WORK INSTRUCTION:
Among the lines below, a stretch begins at the one with "Target: man's hand" and ends at the one with "Target: man's wrist". Repeat that stretch exactly, ends included.

Data items
--- START ---

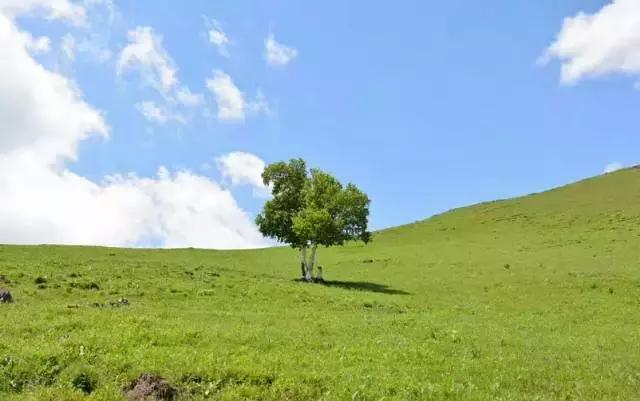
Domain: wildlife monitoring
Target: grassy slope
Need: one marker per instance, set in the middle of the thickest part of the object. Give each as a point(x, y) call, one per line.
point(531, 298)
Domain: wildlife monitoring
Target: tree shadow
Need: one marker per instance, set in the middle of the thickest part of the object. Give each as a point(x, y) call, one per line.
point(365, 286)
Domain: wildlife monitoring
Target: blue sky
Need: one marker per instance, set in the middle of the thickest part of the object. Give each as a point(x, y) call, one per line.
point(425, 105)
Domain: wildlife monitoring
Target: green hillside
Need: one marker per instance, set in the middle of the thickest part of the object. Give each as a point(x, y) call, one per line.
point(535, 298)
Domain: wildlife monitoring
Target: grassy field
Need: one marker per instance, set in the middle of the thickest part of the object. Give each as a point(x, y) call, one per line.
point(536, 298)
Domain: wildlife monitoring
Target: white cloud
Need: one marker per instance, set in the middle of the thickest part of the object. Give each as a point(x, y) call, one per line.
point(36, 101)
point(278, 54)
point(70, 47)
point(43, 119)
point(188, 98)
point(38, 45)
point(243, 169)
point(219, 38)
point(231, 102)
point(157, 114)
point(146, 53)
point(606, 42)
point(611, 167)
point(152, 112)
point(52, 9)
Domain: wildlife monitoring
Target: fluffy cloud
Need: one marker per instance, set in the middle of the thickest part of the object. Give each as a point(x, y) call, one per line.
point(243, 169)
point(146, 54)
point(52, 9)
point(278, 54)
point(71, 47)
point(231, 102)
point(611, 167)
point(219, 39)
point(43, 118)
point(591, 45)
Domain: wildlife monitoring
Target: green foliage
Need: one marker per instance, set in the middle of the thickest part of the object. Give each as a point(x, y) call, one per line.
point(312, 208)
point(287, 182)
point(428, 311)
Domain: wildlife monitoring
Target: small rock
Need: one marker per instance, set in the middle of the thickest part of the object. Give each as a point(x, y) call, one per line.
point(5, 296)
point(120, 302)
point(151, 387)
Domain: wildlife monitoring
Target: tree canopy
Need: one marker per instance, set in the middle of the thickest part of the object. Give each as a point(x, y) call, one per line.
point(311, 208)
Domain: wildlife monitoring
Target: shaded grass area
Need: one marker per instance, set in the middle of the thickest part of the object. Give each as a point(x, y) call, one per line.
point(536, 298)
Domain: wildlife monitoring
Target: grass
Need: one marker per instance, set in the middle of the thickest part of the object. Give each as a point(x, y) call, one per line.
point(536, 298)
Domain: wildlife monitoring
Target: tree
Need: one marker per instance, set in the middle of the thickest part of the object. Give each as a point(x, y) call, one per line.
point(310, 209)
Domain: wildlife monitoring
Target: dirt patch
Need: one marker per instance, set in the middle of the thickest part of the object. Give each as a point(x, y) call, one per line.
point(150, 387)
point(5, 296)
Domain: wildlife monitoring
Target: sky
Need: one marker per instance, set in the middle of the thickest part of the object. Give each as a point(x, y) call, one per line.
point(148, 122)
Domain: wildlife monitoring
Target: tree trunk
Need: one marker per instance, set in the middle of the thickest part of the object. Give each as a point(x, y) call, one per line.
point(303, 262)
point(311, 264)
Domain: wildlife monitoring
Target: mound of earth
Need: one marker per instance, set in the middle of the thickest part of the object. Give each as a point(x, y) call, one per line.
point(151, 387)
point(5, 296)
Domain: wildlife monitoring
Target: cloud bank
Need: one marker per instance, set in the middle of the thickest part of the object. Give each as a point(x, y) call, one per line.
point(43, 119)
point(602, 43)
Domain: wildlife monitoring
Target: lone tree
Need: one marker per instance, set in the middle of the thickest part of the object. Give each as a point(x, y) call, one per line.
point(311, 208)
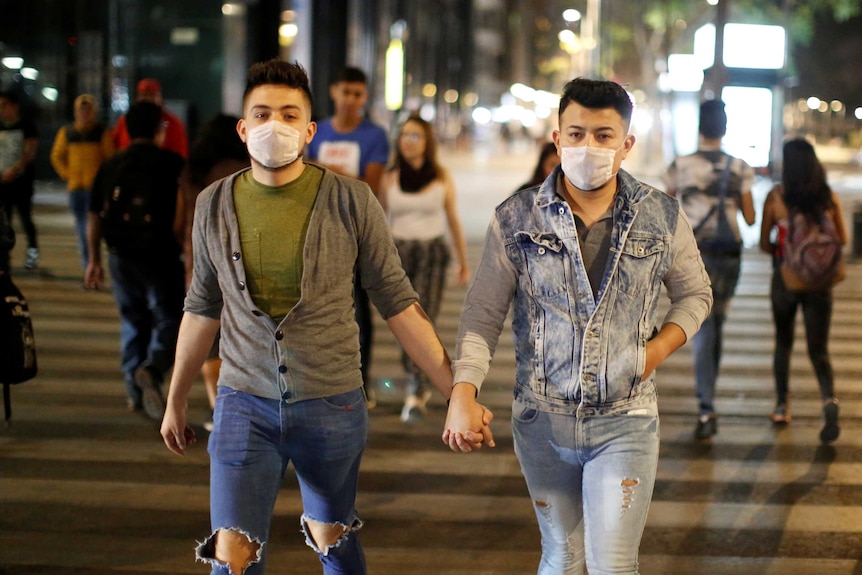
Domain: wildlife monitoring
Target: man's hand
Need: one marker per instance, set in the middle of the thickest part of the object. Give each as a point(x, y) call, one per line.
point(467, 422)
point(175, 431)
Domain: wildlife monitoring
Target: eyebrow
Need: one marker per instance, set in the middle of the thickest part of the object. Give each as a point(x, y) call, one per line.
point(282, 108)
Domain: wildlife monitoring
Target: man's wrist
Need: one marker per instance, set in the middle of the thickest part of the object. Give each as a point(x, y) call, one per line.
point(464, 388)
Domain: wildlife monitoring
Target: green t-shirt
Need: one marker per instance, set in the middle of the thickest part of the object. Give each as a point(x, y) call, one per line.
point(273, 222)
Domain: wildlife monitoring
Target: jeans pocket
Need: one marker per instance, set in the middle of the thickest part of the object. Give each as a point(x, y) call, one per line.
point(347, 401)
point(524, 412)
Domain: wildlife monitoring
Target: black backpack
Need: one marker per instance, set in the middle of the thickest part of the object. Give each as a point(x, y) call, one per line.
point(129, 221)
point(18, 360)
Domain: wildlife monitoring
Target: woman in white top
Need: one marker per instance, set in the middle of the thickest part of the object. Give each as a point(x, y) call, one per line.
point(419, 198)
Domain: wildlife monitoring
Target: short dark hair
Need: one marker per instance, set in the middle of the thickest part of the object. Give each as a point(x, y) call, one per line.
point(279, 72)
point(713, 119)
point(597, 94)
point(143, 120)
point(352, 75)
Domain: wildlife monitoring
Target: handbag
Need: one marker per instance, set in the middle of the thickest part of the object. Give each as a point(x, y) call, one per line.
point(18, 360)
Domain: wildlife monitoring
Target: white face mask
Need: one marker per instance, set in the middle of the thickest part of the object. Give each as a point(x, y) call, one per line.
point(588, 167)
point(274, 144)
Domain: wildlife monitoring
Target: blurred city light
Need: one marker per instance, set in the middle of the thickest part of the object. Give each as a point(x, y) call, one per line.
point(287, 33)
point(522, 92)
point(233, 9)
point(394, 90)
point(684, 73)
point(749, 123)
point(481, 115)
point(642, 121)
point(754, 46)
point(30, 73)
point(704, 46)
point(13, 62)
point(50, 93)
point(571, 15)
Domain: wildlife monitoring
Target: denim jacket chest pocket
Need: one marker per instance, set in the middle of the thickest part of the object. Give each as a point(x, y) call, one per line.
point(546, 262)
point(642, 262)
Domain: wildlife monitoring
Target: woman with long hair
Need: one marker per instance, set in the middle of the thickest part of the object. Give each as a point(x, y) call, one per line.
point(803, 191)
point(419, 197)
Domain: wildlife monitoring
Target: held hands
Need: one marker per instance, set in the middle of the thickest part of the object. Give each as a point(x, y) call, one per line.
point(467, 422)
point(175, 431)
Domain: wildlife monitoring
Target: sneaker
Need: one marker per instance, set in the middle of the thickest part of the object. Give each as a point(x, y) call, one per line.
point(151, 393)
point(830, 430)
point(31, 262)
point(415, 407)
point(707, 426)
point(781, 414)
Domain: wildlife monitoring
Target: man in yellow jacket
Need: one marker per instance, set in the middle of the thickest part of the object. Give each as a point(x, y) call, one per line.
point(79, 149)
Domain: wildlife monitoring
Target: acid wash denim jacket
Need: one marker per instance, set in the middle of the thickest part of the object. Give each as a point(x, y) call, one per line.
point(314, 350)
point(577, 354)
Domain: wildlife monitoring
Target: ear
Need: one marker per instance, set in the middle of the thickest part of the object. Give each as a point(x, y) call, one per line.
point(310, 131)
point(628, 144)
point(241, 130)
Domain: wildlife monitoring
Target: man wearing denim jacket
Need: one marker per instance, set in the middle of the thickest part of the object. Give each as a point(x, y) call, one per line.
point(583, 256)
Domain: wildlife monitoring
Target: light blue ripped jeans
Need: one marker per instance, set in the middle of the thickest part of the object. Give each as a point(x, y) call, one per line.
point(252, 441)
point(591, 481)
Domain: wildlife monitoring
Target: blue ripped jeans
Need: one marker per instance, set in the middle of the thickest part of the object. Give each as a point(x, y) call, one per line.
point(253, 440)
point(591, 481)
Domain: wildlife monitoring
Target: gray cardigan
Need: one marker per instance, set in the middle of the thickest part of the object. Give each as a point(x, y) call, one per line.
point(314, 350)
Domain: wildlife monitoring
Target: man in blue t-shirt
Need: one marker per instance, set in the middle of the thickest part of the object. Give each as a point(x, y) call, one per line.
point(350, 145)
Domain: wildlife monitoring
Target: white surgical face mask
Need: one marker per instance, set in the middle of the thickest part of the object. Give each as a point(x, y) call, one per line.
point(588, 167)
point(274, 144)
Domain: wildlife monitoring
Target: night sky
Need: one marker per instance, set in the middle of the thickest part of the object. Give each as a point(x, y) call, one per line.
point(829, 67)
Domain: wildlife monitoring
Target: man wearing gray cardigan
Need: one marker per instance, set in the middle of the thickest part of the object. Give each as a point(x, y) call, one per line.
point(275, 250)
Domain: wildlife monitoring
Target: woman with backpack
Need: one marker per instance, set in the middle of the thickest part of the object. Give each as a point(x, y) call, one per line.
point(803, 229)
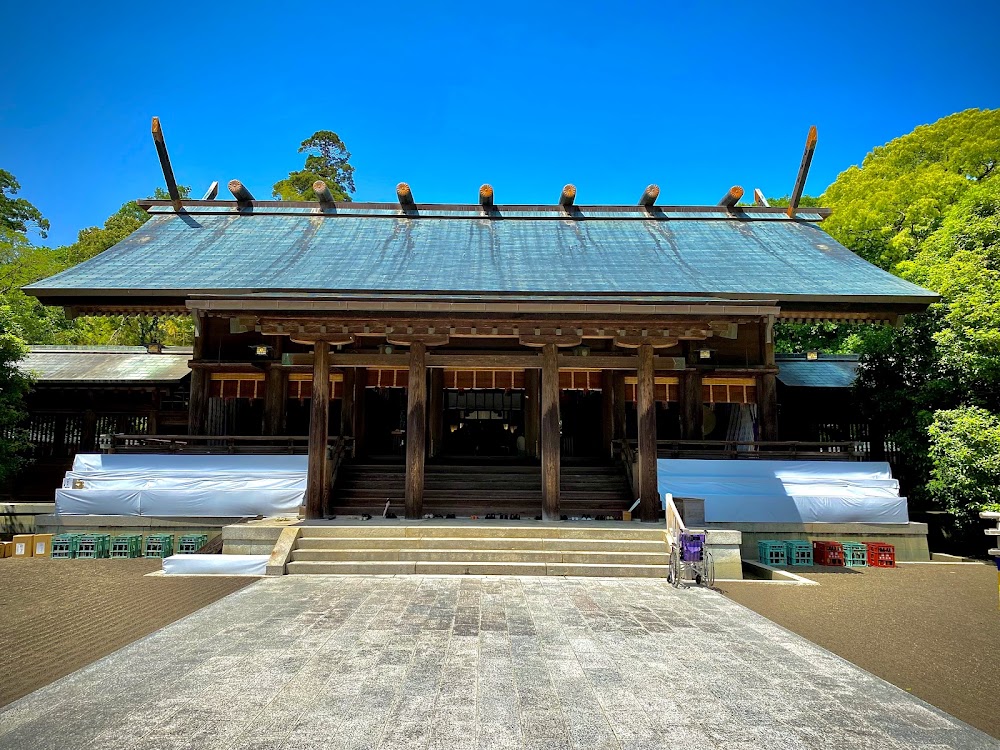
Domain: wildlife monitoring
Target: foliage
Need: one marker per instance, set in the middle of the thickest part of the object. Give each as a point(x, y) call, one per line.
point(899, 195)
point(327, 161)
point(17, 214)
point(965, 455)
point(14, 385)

--- END ---

ANSWER TO THIS EXERCISE:
Target: man's hand
Need: one marker per instance, set in the middle of the thickest part of the object. Give each as a point(x, y) call, one per line.
point(467, 422)
point(175, 431)
Domain: wildlife monitoring
Target: eyebrow
Need: one marker per instance, set in the middle of the thickest part of the object. Give each as a point(x, y) call, one per line.
point(282, 108)
Domain: wildlife monitoring
Target: man's wrist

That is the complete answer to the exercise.